Por la noche, el Teatro Iberoamericano se engalana con a pintura lumínica de las calles en luz azul, rosa y verde: la imponente torre de Colpatria sirve de centinela. Se divisa desde la acogedora parroquia de San Diego, o la denominada “iglesia de las novelas”. Cercano a esta zona, el teatro de Brasil y Colombia se destacan, al ritmo de comparsas, batucada y capoeira: y es que todo, en Bogotá, sabe a fusión de países, a gloria, a arte de “spray”, a tambores y a herencia.
Más que destacar sus manjares, sus bebidas exóticas o su arte culinario “de cinco estrellas”, prefiero destacar sus aciertos urbanos y su efervescencia: una limonada natural licuada, un suculento helado de “maracuyá” y de mangó, unas empanadas de carne, almojábanas, frutas surtidas en vaso, pollo, pasta y arroz, los panes, la “papa”, el rico “chocoramo”, la Pony Malta y el helado-galleta, te dejan “no satisfecho” entre la urbe. Terminas pidiendo más, salivando y con la boca abierta. Las “aromáticas” de guayaba con “maracuyá” e hierbabuena nos invitan a conversaciones interesantes, entre amigos queridos y jamás olvidados de “Suba”. Y, para cerrar, por qué no deleitarnos con una ensalada de papaya o -de frutas frescas- o con una rica y crujiente oblea.
Entre rincones y rincones, los asuntos de la venta de drogas y la explotación infantil son temas inevitables en el recorrido con mi querido lazarillo de Dante: fotografías vívidas aparecen en mi mente, no las olvido. No obstante, la calidad humana y la bondad prevalecen, es lo que yace perenne.
La experiencia del contacto con el Divino Niño fue tan sublime y etérea como la subida en teleférico al cerro de Monserrate: desde allí se divisa, el tempo a la Guadalupana y las zonas rurales y urbanas de la enorme Bogotá. Su visualidad y su porte resultan insuperables: ni un volcán, ni una leyenda sabanera de amores tronchados de tan especial lugar es capaz de erosionar sus entornos, ante tanta belleza.

• **Tarea 1**: Cuenta las líneas de las entradas en las que aparece la palabra "placed" y escribe solo el número.
El texto sobre Bogotá y las entradas no tienen nada que ver entre sí.

• **Entradas**:
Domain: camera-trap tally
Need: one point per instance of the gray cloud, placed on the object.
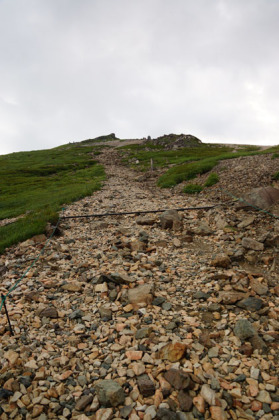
(73, 70)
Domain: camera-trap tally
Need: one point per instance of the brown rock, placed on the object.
(104, 414)
(179, 379)
(258, 287)
(165, 386)
(199, 403)
(250, 243)
(146, 220)
(256, 405)
(230, 297)
(172, 352)
(221, 260)
(11, 356)
(134, 355)
(49, 312)
(170, 219)
(83, 402)
(72, 287)
(263, 197)
(185, 401)
(140, 295)
(217, 413)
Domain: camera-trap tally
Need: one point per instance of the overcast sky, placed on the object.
(77, 69)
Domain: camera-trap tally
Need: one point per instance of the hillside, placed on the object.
(160, 315)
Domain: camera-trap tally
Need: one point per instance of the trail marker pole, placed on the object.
(8, 318)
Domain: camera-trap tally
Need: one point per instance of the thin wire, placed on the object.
(134, 212)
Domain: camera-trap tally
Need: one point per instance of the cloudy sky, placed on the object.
(76, 69)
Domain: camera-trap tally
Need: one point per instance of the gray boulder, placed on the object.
(110, 393)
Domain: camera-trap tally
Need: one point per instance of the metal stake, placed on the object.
(8, 318)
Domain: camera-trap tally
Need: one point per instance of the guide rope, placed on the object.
(4, 297)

• **Tarea 2**: En el texto sobre Bogotá, ¿por qué ni «un volcán» ni «una leyenda sabanera de amores tronchados» pueden erosionar los entornos de ese lugar? Responde en una a tres oraciones.

• **Respuesta 1**: 10

• **Respuesta 2**: Porque el lugar tiene tanta belleza que nada de eso es capaz de erosionar sus entornos. Su visualidad y su porte resultan insuperables.